SOURCE EXTRACT:
>> begin

This lesson plan introduces a specific and urgent human problem: how to build a structure that will protect people from the ravages of a tidal wave or flood. Children will use their imaginations and collaborative skills to come up with a solution, then work together to build a structure into which they all can fit and be saved! This problem will probably require the children to figure out how to build a rather large structure.

Level: Intermediate
Age Group: Grades 3 to 5

Main Goal: Imagine how to build a structure to solve a real human problem. Collaborate with your team to design, construct, and evaluate your solution.

Guiding and supporting play

  • Observe, observe, observe!
  • Allow children to explore their own Rigamajig building ideas. There is no set formula for “right” or “wrong” outcomes.
  • Children may produce a variety of Rigamajig ideas to meet the basic objectives of the lesson plan. No two creations or play sessions are alike. Be comfortable with letting children’s play evolve.
  • Let them make “mistakes” and encourage them to problem-solve together. (Celebrate mistakes as opportunities to improve their design!)
  • Resist the urge to “fix” things for children and to show or tell children how to do things. Observe, and pay attention to children’s ideas and actions. Support play in ways that focus children on their own ideas. Ask about what students are planning to do, what they are making, and what they can change to make their Rigamajig work better?
  • Discover insights into children’s creative thinking, and foster creativity!

Materials needed

  • Rigamajig Basic Builder Kit

Getting started

“Imagine a tidal wave is coming toward the land! Build something that will protect your team on the land from the wave. What can you build to protect from the wave? What parts, pieces, or contraptions can you add to your Rigamajig to make it protect better? (Have students share ideas). Make sure whatever you build is big enough for all of you to fit inside, that it can protect all of you, and then test to see if it works! Talk about what you are going to build with your team, and then start building!”

While play is underway

Observe with an interested and supportive attitude and, as needed, encourage problem-solving thinking, creativity, collaboration, discussion, and questions.

Vocabulary

Post some of the following words on a White Board, SmartBoard, sheet of chart paper or have the students make their vocabulary lists or posters of the key words. Encourage children’s use of these words as they design and build. Encourage children to label the physical components of their creations.

  • Flood, waves
  • Goal
  • Design
  • Solve Problem
  • Evaluate
  • Barrier
  • Diversion
  • Protection
  • Teamwork

Possible comments

  • Tell me about what you have in mind.
  • That’s an interesting idea for stopping the tidal wave! How can you build that?
  • Ask children to talk about experiences with floods or other natural disasters from their own lives.
  • Would you like one of your friends to help you do that?
  • I see something you made to stop the wave. How does it work?
  • Can you think of any way to fix that problem? Can you think of a solution? Can you try a different way?

What to look for

  • Watch for children’s collaborations in their thinking and construction. Offer encouraging words about working together to build something.

>> end

COMPLETE THE FOLLOWING:
1. Translate this sentence from the lesson plan into Spanish: "Encourage children’s use of these words as they design and build."
2. From the lesson plan, write out the passage starting with "Possible comments" and going on through "you do that?".

GIVEN DATA:

>> begin

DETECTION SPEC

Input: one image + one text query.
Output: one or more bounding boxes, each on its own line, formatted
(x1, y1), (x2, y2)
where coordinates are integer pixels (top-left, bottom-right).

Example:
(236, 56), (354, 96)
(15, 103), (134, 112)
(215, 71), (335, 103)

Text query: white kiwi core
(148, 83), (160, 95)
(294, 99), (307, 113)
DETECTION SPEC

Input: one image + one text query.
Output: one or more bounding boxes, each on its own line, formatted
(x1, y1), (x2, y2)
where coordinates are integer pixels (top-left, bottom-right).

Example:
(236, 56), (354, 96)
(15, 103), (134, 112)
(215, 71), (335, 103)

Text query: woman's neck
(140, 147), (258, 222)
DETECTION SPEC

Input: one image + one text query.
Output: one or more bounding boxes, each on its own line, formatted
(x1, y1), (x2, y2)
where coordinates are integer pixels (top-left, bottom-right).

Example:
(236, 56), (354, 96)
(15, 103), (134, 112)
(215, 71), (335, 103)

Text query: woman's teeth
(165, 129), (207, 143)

>> end

RESPONSES TO THE EXERCISE:
1. Fomente el uso de estas palabras por parte de los niños mientras diseñan y construyen.

2.
Possible comments

  • Tell me about what you have in mind.
  • That’s an interesting idea for stopping the tidal wave! How can you build that?
  • Ask children to talk about experiences with floods or other natural disasters from their own lives.
  • Would you like one of your friends to help you do that?